→ **Directions**:
1. Which file formats does the data compression overview give as examples of lossless compression?
2. Pick up the data compression overview after its final sentence and continue it for a few more lines in the same style.

→ **Source document**:

Overview
How do you fit a movie on a DVD? Or a song on an iPod? By throwing away the parts you don’t need (Lossy) or by finding patterns (Lossless).
Core Idea
Redundancy: Most data repeats itself. “AAAAA” can be written as “5A”. Compression removes redundancy.
Formal Definition (if applicable)
Lossless Compression: The original data can be perfectly reconstructed (ZIP, PNG). Used for text and code. Lossy Compression: Some data is lost forever, but the file is much smaller (JPEG, MP3). Used for images and audio where “good enough” is okay.
Intuition
- Huffman Coding: Give short codes to common letters (e = 0) and long codes to rare letters (z = 11011). Like Morse Code (E = dot, Q = dash-dash-dot-dash).
- Perceptual Coding: The human ear can’t hear quiet sounds right after a loud sound. MP3 deletes the quiet sounds.
Examples
- Run-Length Encoding (RLE): “WWWWWWWWWWWWBWWWWWWWWWWWWBBB” -> “12W1B12W3B”.
- Lempel-Ziv (LZ77): The algorithm inside ZIP files. It looks for repeated words and replaces them with pointers to the previous occurrence.

→ **Source excerpt**:

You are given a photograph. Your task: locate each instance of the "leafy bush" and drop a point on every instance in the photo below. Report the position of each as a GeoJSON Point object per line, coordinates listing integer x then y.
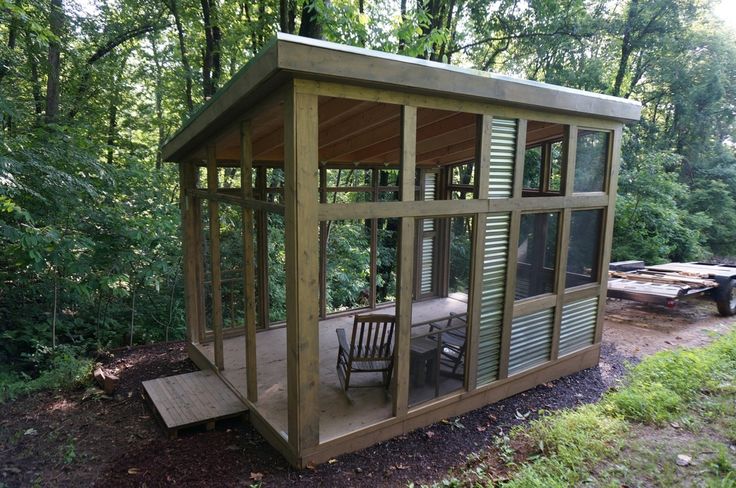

→ **Per-task answers**:
1. ZIP and PNG.

2.
Common Misconceptions
- “You can compress anything.” (You can’t compress random noise. If a file is already compressed, compressing it again might make it bigger.)
- “Lossy looks bad.” (Modern codecs like HEVC or AV1 are almost indistinguishable from the original).
Related Concepts
- Kolmogorov Complexity: The length of the shortest program that can output a string.
- Entropy Rate: The theoretical limit of compression.
Applications
- Streaming: Netflix, YouTube, Spotify.
- Storage: SSDs compress data on the fly to save space.
Criticism / Limitations
“Generation Loss.” If you save a JPEG as a JPEG over and over, it turns into a blocky mess.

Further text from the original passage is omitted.